Données enregistrées

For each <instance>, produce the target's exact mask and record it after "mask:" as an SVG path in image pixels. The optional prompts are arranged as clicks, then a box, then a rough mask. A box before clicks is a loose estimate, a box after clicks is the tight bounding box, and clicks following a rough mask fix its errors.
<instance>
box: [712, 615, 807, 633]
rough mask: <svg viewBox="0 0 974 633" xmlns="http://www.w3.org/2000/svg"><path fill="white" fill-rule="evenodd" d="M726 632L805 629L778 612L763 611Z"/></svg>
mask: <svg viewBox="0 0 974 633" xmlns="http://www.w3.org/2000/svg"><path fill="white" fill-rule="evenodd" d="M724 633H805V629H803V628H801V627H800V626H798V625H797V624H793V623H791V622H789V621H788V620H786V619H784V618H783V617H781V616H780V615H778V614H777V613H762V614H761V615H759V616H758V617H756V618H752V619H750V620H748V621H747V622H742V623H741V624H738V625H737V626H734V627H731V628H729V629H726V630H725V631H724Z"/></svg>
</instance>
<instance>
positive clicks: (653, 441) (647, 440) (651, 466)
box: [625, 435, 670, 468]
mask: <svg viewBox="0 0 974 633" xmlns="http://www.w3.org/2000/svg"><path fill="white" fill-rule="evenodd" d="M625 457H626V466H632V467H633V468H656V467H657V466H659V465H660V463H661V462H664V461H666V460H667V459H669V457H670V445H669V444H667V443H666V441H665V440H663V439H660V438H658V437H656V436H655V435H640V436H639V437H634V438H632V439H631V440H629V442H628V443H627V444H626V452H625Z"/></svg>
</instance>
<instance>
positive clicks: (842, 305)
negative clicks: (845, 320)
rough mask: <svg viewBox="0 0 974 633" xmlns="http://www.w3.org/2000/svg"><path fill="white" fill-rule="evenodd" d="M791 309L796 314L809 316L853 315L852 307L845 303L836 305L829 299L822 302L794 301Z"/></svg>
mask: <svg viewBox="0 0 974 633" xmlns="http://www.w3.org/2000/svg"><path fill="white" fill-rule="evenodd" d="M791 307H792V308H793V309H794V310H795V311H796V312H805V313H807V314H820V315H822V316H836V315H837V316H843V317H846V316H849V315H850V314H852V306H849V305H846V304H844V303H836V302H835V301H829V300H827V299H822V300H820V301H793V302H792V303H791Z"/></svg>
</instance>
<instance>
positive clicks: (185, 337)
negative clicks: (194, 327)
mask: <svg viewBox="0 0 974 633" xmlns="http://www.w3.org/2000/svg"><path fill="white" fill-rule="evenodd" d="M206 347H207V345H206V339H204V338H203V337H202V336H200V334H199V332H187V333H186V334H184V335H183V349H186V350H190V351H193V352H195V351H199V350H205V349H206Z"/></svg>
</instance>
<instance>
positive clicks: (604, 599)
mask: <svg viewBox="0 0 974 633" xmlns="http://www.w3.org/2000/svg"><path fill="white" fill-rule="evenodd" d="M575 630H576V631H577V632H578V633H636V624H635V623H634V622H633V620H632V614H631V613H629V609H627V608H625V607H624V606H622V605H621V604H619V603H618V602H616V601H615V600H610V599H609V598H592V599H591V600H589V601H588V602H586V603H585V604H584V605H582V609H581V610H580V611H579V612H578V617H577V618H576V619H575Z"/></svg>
--
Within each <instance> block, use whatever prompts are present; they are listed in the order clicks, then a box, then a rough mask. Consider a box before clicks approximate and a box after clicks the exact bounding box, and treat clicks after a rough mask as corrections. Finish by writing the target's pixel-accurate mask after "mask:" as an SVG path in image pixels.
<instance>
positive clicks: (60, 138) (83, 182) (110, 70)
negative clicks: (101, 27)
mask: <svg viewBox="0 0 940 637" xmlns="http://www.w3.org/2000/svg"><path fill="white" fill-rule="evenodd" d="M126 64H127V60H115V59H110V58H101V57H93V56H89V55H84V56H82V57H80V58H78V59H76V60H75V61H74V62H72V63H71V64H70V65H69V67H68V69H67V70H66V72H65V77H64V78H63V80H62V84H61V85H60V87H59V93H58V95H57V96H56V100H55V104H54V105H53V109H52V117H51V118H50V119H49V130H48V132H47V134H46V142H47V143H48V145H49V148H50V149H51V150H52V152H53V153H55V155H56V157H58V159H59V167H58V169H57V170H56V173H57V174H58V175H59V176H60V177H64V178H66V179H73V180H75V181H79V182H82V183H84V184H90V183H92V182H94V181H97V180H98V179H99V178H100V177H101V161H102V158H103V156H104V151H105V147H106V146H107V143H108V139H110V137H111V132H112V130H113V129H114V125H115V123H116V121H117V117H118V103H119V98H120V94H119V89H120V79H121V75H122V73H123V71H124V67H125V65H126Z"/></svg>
--
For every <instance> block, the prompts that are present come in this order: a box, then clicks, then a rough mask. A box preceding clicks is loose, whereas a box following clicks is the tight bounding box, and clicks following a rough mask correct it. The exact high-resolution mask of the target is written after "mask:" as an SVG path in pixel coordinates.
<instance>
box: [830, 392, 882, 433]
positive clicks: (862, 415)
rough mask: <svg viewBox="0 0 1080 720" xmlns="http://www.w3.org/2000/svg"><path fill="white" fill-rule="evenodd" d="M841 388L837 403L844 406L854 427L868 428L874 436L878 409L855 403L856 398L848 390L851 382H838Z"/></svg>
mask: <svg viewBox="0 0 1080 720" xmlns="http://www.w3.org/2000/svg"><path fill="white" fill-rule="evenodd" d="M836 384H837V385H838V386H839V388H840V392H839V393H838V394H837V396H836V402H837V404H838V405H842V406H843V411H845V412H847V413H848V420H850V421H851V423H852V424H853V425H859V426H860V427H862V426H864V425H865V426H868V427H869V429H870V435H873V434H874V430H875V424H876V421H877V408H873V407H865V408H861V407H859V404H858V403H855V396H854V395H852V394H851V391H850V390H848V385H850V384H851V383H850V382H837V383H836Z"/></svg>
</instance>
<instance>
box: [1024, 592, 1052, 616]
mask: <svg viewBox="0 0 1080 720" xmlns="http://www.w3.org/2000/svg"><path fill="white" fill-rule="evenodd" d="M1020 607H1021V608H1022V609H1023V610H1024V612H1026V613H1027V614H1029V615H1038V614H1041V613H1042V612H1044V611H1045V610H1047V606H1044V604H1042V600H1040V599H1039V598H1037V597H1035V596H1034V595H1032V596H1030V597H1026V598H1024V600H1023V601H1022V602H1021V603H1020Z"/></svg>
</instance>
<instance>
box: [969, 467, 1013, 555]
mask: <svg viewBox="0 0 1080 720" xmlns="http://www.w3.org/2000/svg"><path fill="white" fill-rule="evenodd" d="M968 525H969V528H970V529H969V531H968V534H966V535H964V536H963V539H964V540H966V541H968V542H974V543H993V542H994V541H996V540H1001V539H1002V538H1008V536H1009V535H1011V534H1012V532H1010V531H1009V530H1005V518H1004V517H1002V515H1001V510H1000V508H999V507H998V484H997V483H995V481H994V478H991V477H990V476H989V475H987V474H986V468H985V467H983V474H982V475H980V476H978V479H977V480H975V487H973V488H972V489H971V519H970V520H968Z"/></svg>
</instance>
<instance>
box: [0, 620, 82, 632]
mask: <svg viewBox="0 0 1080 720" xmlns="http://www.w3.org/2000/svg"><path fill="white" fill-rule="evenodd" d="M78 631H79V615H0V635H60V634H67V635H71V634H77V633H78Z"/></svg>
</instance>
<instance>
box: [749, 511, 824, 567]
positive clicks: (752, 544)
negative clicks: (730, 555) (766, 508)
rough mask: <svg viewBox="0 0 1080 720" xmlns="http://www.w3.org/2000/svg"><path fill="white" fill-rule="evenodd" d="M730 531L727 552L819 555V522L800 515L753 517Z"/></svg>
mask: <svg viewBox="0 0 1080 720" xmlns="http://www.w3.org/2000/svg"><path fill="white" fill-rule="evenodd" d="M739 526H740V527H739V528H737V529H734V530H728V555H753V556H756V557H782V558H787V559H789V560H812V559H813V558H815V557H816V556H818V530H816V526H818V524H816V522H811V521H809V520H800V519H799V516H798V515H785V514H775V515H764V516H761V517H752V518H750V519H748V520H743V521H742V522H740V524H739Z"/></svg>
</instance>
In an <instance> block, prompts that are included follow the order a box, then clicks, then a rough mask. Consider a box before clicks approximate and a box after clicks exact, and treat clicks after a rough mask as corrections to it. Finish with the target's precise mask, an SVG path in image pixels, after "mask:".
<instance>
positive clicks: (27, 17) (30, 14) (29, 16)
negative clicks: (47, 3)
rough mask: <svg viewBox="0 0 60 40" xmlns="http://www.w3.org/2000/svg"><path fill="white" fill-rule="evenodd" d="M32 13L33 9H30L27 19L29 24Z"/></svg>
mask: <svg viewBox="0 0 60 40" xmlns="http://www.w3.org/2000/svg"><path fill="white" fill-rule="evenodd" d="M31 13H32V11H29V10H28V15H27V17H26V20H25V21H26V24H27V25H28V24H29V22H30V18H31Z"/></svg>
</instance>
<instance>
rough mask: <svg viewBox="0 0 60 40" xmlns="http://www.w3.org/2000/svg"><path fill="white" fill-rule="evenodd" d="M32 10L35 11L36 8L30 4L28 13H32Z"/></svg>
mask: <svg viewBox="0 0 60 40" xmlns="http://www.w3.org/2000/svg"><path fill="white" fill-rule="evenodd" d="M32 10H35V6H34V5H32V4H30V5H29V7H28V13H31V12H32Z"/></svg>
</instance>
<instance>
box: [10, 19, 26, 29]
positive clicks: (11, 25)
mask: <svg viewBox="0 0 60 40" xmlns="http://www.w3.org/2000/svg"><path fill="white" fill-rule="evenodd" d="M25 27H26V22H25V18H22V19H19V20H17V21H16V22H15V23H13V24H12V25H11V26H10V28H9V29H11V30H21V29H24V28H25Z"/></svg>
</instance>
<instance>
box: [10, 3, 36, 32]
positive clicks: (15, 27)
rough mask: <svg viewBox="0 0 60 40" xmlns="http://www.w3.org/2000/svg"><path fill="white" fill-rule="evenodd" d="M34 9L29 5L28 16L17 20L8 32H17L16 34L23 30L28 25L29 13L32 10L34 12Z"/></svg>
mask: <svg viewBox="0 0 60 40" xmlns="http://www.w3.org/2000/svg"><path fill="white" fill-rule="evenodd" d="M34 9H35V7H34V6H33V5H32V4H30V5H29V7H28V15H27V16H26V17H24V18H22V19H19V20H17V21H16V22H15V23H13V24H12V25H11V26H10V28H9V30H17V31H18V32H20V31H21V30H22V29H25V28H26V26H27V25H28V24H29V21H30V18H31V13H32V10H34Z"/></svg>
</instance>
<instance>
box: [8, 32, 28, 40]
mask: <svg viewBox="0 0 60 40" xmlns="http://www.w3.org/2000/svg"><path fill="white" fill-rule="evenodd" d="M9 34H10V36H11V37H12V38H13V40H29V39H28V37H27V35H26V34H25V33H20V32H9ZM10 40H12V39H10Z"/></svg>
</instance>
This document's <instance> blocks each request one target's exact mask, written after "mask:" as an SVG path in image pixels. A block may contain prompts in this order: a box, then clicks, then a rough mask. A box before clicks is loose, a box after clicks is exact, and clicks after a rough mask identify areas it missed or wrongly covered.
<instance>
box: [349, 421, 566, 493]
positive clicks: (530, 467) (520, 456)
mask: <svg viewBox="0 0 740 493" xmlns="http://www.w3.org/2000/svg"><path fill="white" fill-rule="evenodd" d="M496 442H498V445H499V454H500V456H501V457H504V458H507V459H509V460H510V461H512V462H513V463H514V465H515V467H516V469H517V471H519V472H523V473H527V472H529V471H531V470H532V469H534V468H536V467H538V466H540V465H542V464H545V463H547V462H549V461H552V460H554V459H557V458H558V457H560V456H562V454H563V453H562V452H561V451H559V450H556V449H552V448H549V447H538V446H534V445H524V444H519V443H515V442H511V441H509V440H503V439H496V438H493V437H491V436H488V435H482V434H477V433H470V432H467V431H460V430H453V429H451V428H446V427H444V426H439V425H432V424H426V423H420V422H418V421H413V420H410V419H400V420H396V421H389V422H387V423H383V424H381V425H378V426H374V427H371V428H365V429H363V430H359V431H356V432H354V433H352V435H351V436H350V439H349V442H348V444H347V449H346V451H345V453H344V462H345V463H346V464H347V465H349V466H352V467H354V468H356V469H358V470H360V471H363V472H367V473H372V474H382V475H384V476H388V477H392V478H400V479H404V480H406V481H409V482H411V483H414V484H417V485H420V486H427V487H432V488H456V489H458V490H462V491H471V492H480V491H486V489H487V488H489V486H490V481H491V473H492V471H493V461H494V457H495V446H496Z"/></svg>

- _Objectif de la tâche_:
Renvoyez toutes les lignes des données ci-dessus où figure le mot « Consider ».

- _Réponse attendue_:
Within each <instance> block, use whatever prompts are present; they are listed in the order clicks, then a box, then a rough mask. Consider a box before clicks approximate and a box after clicks the exact bounding box, and treat clicks after a rough mask as corrections. Finish by writing the target's pixel-accurate mask after "mask:" as an SVG path in image pixels.
In an <instance> block, prompts that are included follow the order a box, then clicks, then a rough mask. Consider a box before clicks approximate and a box after clicks exact, and treat clicks after a rough mask as corrections to it. Finish with the target's precise mask, an SVG path in image pixels, after "mask:".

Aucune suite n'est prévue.